## Dataset extract
•••••

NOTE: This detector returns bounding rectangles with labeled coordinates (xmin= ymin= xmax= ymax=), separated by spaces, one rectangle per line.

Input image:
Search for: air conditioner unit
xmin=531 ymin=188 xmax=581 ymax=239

•••••

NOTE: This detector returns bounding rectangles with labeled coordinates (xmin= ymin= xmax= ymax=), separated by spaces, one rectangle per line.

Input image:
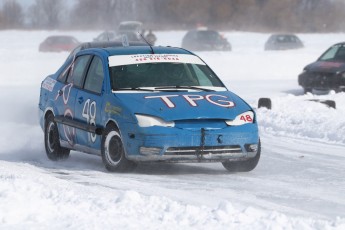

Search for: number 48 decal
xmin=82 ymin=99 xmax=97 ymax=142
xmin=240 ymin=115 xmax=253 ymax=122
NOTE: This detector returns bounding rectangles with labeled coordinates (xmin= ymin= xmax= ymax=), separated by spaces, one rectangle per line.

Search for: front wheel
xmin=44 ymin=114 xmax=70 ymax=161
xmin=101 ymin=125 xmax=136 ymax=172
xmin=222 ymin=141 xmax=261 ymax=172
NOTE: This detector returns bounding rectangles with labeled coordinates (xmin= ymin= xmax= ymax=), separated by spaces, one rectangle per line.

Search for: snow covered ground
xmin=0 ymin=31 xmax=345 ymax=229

•••••

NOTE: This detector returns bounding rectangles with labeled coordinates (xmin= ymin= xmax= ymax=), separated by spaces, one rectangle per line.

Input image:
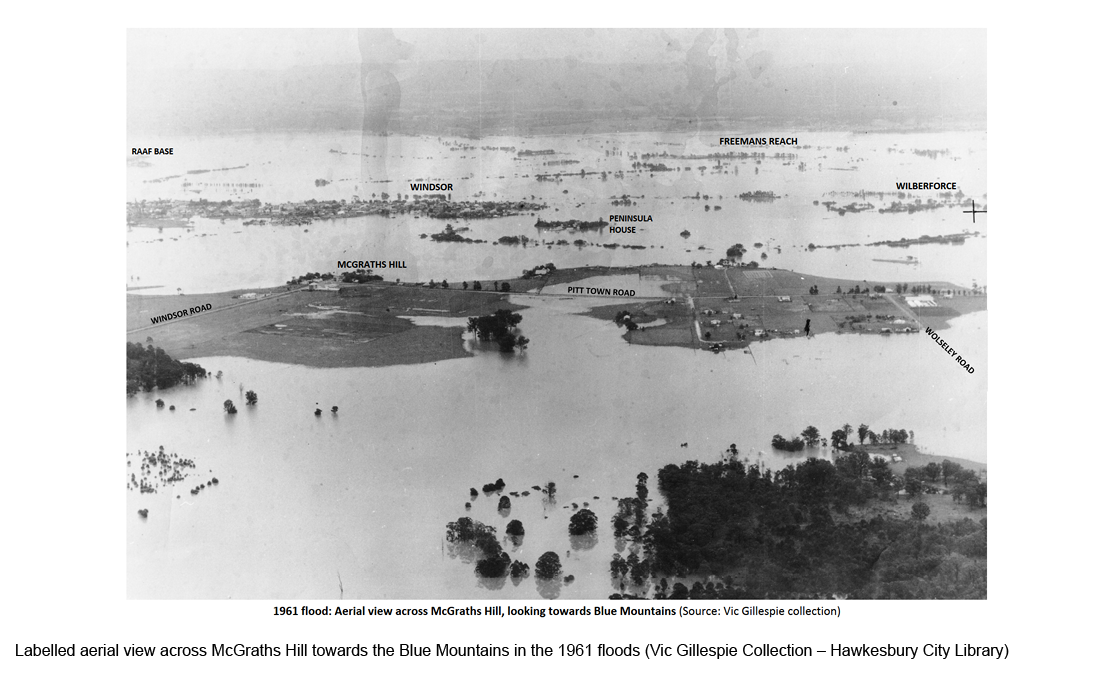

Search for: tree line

•••••

## What you are asked to do
Report each line of the records above that contains the string "Search", copying every such line in full.

## The output
Search for: air conditioner unit
Search for: number 48 decal
Search for: front wheel
Search for: snow covered ground
Search for: tree line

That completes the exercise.